[Data for this task]

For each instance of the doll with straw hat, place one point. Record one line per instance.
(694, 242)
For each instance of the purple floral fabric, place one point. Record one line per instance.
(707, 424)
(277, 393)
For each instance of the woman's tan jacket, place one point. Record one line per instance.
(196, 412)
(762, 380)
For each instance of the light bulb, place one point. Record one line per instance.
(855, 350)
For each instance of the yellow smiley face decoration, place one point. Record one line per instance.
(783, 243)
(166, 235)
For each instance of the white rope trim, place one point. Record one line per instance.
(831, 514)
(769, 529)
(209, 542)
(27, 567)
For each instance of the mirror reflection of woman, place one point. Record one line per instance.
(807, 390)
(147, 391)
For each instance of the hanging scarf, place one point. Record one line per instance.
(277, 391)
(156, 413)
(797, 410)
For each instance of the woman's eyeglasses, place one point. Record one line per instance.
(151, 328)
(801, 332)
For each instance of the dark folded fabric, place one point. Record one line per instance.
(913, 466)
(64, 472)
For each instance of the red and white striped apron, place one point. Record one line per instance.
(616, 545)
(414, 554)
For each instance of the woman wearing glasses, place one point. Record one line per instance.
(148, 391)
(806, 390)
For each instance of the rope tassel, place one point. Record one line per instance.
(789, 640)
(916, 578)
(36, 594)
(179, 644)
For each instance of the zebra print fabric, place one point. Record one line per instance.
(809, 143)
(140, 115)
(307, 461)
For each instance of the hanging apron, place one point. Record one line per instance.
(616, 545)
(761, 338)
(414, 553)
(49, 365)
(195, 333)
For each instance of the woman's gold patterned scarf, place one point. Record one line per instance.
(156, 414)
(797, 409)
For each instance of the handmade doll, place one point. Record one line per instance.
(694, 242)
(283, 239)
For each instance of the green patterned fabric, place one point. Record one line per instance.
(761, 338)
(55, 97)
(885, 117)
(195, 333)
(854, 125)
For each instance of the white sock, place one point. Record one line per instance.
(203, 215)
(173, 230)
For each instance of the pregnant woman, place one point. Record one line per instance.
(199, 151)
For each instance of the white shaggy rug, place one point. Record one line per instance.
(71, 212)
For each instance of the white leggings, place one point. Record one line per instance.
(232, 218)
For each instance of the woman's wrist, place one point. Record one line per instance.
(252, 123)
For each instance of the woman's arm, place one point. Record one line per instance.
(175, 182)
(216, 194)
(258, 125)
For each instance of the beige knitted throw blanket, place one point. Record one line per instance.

[/Data for this task]

→ **About this task**
Set down each record again, exactly as written.

→ **Your solution**
For each instance of the doll with straw hat, place one point. Record one line per instance.
(694, 242)
For each instance of the purple floral fabric, place one point. Record one line per instance.
(707, 424)
(277, 393)
For each instance of the woman's tan jacket, place one point. Record one line per instance.
(196, 412)
(762, 380)
For each instance of the light bulb, place one point. Record one line per instance.
(855, 350)
For each instance of the yellow smiley face decoration, place one point. Record one line per instance.
(783, 243)
(166, 235)
For each instance of the white rope trim, place one point. Record one line per instance.
(831, 514)
(769, 529)
(209, 542)
(27, 567)
For each instance of the mirror reflection of woman, place one point. Record one line per instance.
(807, 390)
(147, 391)
For each instance of the hanging scarf, place one point. Record one line per instance.
(277, 391)
(156, 413)
(797, 410)
For each instance of the woman's eyeglasses, place one point. Record one line per instance.
(151, 328)
(801, 332)
For each instance of the dark folded fabric, place one point. Record one line per instance.
(913, 466)
(64, 472)
For each instance of the red and white striped apron, place one point. Record one line per instance.
(616, 545)
(414, 554)
For each instance of the woman wearing glasses, place one point. Record one line per instance.
(148, 391)
(806, 390)
For each instance of the rope tassel, place one point. Record one line per instance.
(789, 640)
(916, 578)
(36, 594)
(179, 644)
For each instance of the zebra print fabric, place one point. Record one line per instance.
(809, 143)
(140, 115)
(307, 461)
For each instance of the hanging apron, place one point. Record one line per instance.
(616, 545)
(761, 338)
(414, 553)
(49, 365)
(195, 333)
For each instance of the woman's gold patterned scarf, place one point. Record one line per instance.
(156, 414)
(797, 409)
For each instance of the handmade doll, place one point. Record one line per instance.
(694, 242)
(283, 239)
For each instance of the green patterned fabric, place one point. Record one line per instance.
(761, 338)
(55, 97)
(885, 117)
(195, 333)
(854, 125)
For each instance of the white sock, place one point. Record one line per instance.
(203, 215)
(173, 230)
For each instance of the pregnant woman, place one point. Record one line per instance.
(199, 151)
For each instance of the white shaggy rug, place one point. Record one line per instance.
(71, 212)
For each instance of the white leggings, place one point. Record one line per instance.
(232, 218)
For each instance of the woman's wrist, place one point. Record one line per instance.
(252, 123)
For each instance of the woman's arm, place one point. Record one line per instance.
(175, 182)
(216, 194)
(258, 125)
For each instance of the beige knitted throw blanket, place one point. Record one line per instance.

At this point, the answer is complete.